=== Instructions to follow ===
Copy only the part that opens with the line containing "Query: black jacket" and closes with the line containing "(1060, 495)", both lines included, and increase every number in the coordinates by 87 while leaving all other lines unchanged.

=== Data in this exercise ===

/---

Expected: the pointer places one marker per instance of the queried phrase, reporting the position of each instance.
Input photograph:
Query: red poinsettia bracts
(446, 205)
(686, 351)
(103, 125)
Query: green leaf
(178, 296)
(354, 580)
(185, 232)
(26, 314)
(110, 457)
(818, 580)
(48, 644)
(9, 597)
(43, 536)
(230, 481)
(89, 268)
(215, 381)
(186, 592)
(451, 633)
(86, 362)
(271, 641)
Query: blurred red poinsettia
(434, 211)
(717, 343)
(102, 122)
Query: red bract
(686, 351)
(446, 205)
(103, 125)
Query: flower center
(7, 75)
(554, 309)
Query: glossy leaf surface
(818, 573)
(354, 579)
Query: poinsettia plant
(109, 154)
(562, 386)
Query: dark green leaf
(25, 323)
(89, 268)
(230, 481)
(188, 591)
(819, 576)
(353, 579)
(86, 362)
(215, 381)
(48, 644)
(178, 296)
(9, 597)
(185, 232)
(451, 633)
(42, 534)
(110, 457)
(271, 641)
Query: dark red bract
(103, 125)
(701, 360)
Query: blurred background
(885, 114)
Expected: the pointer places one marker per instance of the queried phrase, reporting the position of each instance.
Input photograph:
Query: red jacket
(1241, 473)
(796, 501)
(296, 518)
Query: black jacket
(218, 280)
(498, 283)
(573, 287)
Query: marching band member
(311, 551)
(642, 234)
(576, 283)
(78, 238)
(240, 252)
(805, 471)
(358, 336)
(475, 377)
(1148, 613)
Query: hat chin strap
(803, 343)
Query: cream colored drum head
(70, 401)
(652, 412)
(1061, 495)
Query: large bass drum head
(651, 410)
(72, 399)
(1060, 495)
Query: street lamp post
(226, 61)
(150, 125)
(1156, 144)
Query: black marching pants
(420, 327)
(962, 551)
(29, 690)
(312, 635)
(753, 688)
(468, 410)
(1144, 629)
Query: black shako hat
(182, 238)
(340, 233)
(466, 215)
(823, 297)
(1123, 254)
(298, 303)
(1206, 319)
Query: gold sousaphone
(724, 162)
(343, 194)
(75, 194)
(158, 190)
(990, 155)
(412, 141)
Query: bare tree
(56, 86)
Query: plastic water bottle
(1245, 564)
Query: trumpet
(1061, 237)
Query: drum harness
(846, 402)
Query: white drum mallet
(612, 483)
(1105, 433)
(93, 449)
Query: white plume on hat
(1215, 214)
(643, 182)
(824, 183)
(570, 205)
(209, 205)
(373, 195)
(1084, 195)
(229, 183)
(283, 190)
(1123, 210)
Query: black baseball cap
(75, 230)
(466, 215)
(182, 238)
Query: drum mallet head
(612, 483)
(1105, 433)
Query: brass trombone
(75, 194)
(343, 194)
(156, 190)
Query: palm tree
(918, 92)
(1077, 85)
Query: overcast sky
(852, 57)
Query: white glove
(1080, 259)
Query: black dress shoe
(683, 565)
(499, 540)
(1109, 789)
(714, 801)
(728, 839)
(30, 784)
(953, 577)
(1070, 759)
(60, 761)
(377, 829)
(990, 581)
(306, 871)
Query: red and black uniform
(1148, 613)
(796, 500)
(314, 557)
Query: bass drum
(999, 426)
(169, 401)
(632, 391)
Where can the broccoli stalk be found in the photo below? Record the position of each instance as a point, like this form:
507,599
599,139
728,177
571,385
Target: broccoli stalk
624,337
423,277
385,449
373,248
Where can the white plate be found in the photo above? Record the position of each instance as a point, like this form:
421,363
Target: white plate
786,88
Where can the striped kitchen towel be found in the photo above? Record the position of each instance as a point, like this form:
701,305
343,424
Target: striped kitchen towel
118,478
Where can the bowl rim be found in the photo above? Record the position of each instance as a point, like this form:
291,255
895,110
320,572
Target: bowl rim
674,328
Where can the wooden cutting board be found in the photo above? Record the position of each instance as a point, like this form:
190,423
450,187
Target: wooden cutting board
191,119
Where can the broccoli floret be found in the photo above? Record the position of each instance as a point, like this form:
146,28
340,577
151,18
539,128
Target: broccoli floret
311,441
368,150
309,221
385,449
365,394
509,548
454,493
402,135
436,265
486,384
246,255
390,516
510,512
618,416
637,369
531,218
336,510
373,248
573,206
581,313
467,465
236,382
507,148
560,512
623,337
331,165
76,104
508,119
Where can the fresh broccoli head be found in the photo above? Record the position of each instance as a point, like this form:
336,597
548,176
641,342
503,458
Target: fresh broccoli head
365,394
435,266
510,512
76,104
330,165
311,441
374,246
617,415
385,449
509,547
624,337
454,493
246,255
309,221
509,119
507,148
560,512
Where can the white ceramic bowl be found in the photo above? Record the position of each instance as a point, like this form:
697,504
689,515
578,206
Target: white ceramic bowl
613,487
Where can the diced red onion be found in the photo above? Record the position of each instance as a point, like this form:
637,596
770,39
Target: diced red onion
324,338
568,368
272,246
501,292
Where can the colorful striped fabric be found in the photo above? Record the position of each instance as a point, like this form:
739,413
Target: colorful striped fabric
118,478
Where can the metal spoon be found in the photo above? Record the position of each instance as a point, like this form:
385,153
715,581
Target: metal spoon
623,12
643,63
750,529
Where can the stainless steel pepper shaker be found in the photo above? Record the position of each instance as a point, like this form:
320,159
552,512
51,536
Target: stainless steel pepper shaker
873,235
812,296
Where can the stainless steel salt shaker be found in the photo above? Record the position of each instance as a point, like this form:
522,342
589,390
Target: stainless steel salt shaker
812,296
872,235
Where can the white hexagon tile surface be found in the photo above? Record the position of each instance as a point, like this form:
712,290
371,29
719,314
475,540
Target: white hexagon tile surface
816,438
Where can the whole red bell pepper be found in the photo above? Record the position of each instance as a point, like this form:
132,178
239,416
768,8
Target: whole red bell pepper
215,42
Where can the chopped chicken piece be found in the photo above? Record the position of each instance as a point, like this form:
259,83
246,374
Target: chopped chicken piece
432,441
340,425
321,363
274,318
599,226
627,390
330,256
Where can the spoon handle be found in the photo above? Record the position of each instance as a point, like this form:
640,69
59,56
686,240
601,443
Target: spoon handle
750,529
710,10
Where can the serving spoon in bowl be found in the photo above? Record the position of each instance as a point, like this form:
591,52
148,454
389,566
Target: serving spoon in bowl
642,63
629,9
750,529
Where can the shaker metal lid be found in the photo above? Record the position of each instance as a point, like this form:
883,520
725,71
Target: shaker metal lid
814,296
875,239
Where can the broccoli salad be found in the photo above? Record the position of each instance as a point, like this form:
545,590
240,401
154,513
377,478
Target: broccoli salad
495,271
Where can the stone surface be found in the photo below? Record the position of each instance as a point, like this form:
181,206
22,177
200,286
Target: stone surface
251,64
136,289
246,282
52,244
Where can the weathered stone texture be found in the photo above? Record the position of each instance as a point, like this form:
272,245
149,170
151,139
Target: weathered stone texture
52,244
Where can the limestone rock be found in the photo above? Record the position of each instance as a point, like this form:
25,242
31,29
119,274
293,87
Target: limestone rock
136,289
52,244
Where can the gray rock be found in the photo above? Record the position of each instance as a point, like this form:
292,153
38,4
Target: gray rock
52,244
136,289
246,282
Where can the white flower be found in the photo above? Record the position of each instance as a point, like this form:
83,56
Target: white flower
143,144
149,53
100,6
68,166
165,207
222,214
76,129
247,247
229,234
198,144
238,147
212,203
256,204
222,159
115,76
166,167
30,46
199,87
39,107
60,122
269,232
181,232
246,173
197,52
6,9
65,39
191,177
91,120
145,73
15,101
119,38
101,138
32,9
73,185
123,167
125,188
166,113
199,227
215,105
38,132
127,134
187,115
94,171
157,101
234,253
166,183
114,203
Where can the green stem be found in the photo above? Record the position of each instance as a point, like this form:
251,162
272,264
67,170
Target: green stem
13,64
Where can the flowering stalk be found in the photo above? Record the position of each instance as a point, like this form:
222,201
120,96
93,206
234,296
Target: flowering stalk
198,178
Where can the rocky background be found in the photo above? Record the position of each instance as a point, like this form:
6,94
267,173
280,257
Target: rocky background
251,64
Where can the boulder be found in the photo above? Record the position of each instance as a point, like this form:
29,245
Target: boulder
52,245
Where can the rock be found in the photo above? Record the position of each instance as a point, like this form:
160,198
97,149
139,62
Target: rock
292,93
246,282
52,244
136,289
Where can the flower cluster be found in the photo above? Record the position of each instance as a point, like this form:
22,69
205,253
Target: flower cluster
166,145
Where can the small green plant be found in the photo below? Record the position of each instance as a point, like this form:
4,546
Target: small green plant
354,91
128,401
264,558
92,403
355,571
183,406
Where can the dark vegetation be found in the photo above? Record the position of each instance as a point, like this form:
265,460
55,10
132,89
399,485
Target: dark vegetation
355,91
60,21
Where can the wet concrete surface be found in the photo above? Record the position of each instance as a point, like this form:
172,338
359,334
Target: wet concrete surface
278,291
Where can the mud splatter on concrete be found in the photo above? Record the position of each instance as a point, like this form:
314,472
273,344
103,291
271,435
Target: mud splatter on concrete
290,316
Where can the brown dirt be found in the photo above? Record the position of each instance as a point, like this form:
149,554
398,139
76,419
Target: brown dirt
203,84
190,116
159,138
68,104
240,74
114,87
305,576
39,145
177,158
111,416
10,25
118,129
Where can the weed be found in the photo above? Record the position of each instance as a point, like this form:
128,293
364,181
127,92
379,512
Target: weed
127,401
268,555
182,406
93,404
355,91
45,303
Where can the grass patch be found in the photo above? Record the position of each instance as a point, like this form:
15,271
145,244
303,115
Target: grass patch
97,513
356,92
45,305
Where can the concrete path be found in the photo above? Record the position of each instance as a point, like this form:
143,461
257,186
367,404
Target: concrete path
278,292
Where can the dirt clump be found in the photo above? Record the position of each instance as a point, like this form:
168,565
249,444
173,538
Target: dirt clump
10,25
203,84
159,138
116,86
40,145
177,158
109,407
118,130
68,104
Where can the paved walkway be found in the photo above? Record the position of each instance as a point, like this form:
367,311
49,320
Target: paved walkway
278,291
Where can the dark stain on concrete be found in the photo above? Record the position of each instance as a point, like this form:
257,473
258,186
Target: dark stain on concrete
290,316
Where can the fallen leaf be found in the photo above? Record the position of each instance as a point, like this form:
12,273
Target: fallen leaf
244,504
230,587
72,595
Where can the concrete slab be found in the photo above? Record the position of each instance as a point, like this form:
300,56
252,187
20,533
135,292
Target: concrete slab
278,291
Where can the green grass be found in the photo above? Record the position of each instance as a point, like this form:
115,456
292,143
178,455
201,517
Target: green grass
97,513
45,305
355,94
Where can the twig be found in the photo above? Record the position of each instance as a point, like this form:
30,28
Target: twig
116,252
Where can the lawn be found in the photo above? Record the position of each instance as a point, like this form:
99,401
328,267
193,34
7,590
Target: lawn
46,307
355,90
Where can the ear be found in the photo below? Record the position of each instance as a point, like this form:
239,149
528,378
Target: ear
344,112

\---

=== Reply ===
Query: black jacket
(305, 367)
(585, 370)
(660, 374)
Query: marching band member
(398, 638)
(729, 321)
(663, 370)
(165, 325)
(327, 339)
(892, 558)
(445, 423)
(562, 464)
(1235, 700)
Query: hat chin strap
(890, 430)
Query: cream colored drum head
(157, 488)
(739, 499)
(1148, 582)
Query: large bass drum head
(738, 497)
(159, 486)
(1147, 582)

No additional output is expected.